According to the article on the Tasmanian state election, how many registered voters are there in Tasmania?

● **Extracted text**
--*--
Tasmanian Liberal Party claims historic third term in state election as Labor concedes defeat – but Premier Peter Gutwein could fall agonisingly short of a majority
The Liberal Party has won a historic third term in Tasmania with ongoing vote counting still to determine if they will govern in majority.
With more than half of the votes counted, the Liberals are expected to win at least 12 seats, one short of a majority in the state’s 25-member lower house.
Premier Peter Gutwein has vowed to quit if he is unable to secure a majority meaning another Liberal could lead Tasmania if the government fails to secure a 13th seat.
Tasmanian Liberal leader Peter Gutwein voting on Saturday in the state elections in Launceston. He is pictured with his wife, Mandy
Labor leader Rebecca White conceded defeat to Peter Gutwein’s Liberal Party in the Tasmanian state election on Saturday night
Labor leader Rebecca White conceded defeat.
‘It’s clear that we have fallen short of our goal to win majority Labor government,’ she told the Hobart tally room on Saturday night.
‘I rang Peter Gutwein to congratulate him on his re-election and his impressive personal result.
‘All around the country we have seen incumbent governments rewarded for their management of COVID-19 and there is no doubt that Peter Gutwein and our public health officials kept our community safe and tonight’s result reflects that.’
Tasmanians fill out their ballot forms on Saturday in Hobart. The Liberal Party won an historic third term
Respected election analyst Antony Green outlining early numbers in the Tasmanian election, which has been won by the Liberal Party
Election analyst Antony Green earlier predicted victory for the Liberals.
‘After this election, there will be a Liberal government. Whether it’s Peter Gutwein leading it and whether it’s the Liberal government in majority or minority,’ he told ABC TV on Saturday.
‘But there’s no other government in that chamber.’
The Hobart electorate of Clark shapes as the crucial race with independents Kristie Johnston and Sue Hickey both polling strongly.
Victory in one of the two in-doubt Clark seats could deliver the Liberals a majority, while independent success could give rise to a kingmaker.
Mr Gutwein called the election after Ms Hickey quit the Liberals, plunging the government into minority.
The ABC is calling six seats for Labor and two for the Greens with five remaining in doubt.
The Greens picked up a healthy swing to ensure leader Cassy O’Connor and colleague Rosalie Woodruff will be re-elected.
There are 392,000 registered voters in Tasmania and more than 105,000 pre-poll or postal votes were cast.
Independent upper house MP Meg Webb said the major parties’ refusal to entertain a minority government was a slap in the face to the Tasmanian people.
‘It’s worse than turning their back, it’s actually childish,’ she told Sky News.
--*--
● **Source data**
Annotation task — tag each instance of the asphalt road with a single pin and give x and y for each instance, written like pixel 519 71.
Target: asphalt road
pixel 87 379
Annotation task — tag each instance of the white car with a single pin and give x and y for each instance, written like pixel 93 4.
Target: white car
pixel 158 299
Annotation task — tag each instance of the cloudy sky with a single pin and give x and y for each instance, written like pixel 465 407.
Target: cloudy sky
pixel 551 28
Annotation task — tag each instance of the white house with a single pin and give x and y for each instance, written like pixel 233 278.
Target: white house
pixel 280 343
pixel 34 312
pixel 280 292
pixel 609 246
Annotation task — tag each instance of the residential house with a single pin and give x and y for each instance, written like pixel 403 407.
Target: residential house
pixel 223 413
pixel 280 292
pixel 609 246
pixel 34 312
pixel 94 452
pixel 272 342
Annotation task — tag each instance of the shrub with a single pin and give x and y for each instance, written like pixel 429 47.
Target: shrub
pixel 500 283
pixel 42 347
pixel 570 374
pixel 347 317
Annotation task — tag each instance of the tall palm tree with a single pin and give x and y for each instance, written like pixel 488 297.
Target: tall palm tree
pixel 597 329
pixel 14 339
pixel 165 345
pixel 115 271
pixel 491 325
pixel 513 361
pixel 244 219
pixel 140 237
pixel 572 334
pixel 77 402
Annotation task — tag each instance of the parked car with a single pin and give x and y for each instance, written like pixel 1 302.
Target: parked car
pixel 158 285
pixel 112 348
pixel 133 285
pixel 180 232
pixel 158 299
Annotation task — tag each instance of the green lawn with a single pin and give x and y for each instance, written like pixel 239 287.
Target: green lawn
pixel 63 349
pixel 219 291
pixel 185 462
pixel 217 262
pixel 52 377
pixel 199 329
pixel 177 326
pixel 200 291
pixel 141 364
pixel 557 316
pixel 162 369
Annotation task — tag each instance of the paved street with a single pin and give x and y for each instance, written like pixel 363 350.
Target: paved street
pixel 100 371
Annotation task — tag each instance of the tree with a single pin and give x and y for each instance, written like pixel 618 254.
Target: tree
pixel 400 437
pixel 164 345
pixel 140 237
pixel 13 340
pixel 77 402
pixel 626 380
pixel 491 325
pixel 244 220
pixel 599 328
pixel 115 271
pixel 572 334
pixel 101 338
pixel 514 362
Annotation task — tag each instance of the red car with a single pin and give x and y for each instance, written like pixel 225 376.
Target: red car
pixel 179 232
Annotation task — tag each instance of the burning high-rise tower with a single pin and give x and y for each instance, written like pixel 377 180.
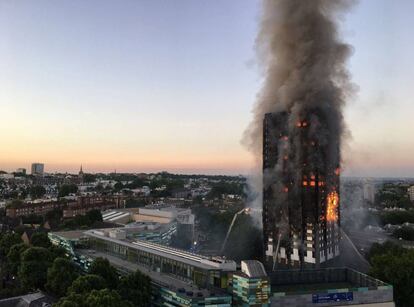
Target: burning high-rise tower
pixel 298 116
pixel 300 196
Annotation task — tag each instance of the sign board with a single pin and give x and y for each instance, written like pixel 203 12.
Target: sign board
pixel 332 297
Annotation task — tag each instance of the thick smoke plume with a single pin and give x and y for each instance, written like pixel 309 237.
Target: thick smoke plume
pixel 304 64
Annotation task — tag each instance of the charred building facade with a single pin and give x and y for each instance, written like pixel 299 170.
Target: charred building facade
pixel 300 190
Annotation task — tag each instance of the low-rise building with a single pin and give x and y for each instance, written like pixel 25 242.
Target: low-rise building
pixel 411 193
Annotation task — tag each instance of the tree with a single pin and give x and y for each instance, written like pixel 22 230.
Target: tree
pixel 33 268
pixel 87 283
pixel 67 189
pixel 89 178
pixel 394 265
pixel 37 191
pixel 398 271
pixel 60 276
pixel 136 288
pixel 103 268
pixel 14 257
pixel 7 240
pixel 57 252
pixel 40 239
pixel 405 232
pixel 72 300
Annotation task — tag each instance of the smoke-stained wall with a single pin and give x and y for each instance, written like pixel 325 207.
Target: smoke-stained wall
pixel 305 87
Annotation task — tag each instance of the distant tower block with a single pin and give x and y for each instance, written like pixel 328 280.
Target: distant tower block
pixel 81 175
pixel 300 195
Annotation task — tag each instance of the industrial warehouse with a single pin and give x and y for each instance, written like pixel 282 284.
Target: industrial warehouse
pixel 181 278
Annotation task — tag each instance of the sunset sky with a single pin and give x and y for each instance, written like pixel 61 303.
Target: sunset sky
pixel 150 85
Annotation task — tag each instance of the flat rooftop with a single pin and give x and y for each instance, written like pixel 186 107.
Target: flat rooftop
pixel 70 235
pixel 162 279
pixel 192 259
pixel 309 281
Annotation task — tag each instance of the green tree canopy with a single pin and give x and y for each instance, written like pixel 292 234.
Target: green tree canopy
pixel 398 270
pixel 33 269
pixel 136 288
pixel 103 268
pixel 37 191
pixel 60 276
pixel 7 240
pixel 87 283
pixel 72 300
pixel 14 257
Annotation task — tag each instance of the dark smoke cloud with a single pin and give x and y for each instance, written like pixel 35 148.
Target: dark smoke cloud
pixel 304 65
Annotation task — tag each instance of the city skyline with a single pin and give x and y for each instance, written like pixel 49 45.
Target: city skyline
pixel 120 87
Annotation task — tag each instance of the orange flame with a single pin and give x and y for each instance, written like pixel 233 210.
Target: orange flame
pixel 332 207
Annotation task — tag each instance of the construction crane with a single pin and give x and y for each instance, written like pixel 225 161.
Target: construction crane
pixel 245 210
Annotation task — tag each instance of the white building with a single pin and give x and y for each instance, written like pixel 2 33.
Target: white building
pixel 369 191
pixel 38 168
pixel 411 193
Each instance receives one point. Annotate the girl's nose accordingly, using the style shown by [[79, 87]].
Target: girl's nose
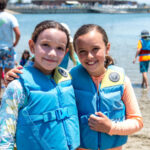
[[90, 55], [52, 52]]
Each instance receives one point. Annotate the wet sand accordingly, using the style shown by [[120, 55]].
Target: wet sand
[[141, 139]]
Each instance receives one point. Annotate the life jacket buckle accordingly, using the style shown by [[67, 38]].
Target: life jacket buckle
[[61, 114]]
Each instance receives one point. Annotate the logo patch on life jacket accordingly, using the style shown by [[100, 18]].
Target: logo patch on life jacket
[[114, 77], [62, 72]]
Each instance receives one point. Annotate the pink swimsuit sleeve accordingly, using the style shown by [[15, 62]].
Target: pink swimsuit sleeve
[[133, 122]]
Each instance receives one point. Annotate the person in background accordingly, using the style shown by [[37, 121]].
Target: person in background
[[143, 51], [38, 111], [107, 106], [70, 54], [25, 57], [8, 25]]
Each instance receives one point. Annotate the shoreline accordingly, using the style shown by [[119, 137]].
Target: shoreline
[[57, 9], [11, 11]]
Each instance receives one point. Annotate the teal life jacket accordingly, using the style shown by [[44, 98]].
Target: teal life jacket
[[107, 100], [145, 44], [49, 118], [65, 61]]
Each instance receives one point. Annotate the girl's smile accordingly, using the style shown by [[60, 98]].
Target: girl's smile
[[91, 51]]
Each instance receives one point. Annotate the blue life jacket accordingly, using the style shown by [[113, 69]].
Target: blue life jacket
[[145, 44], [65, 61], [108, 101], [49, 119]]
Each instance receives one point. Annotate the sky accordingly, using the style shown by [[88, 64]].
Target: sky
[[139, 1]]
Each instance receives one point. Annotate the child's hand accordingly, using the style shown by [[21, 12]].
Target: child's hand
[[12, 74], [100, 123]]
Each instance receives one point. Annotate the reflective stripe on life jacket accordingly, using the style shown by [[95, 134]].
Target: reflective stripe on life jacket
[[107, 100], [145, 51], [49, 119]]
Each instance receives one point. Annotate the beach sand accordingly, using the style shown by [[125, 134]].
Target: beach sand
[[141, 139]]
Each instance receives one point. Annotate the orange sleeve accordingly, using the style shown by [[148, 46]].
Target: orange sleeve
[[139, 46], [133, 122]]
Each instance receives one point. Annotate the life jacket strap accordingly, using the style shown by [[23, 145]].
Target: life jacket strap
[[58, 114]]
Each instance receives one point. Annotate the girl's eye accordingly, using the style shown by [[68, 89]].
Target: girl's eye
[[82, 52], [61, 48], [45, 44], [96, 49]]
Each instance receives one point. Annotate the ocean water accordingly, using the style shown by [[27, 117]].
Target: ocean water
[[123, 31]]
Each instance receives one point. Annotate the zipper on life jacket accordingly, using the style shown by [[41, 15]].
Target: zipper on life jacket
[[63, 122], [98, 109]]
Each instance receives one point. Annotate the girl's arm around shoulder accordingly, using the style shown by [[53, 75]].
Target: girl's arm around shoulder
[[13, 99], [133, 121]]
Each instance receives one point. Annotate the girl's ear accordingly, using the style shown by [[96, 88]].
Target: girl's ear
[[107, 48], [31, 45]]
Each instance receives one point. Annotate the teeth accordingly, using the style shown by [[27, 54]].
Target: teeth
[[90, 63]]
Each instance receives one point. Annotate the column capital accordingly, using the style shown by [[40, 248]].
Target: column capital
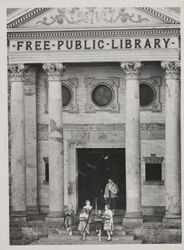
[[171, 69], [131, 69], [54, 71], [17, 72]]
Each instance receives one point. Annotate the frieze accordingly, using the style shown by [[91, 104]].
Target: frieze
[[98, 33], [104, 127], [91, 15]]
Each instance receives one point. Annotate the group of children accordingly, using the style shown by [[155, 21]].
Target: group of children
[[103, 221]]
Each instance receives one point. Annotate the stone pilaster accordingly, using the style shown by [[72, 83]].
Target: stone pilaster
[[17, 155], [56, 166], [172, 141], [132, 142]]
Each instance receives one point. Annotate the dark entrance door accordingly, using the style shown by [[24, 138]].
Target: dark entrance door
[[95, 166]]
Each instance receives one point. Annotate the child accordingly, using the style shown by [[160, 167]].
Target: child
[[82, 223], [68, 218], [99, 225], [88, 209], [108, 224]]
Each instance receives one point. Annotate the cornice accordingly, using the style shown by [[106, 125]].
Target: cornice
[[94, 33], [20, 19], [161, 16], [26, 17]]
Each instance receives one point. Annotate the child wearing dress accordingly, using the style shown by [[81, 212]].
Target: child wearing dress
[[99, 224], [108, 224], [68, 218], [88, 209], [83, 217]]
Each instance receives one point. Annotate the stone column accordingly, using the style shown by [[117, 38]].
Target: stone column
[[132, 142], [56, 173], [172, 141], [17, 140]]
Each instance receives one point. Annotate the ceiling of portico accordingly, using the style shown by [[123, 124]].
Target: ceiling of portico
[[92, 17]]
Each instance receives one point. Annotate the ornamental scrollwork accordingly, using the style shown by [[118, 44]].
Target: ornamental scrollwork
[[17, 72], [171, 69], [54, 70], [131, 69], [91, 15]]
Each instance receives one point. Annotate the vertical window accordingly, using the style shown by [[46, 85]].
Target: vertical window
[[46, 180]]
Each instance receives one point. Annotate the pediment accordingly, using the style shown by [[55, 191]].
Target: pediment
[[91, 17]]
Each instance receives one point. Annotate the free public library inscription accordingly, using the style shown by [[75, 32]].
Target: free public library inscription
[[93, 44]]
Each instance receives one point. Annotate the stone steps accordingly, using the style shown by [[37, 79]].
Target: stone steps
[[71, 240], [93, 233], [89, 237]]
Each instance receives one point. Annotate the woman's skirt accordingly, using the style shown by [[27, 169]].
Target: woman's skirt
[[82, 226], [108, 225]]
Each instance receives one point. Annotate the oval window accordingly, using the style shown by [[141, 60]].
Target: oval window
[[102, 95]]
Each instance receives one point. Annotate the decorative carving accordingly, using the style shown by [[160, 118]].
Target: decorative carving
[[17, 72], [92, 83], [153, 159], [154, 83], [54, 71], [171, 69], [111, 13], [91, 15], [131, 69], [93, 34]]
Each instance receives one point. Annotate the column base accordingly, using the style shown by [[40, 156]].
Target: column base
--*--
● **Finished exercise**
There are 392,000 registered voters in Tasmania.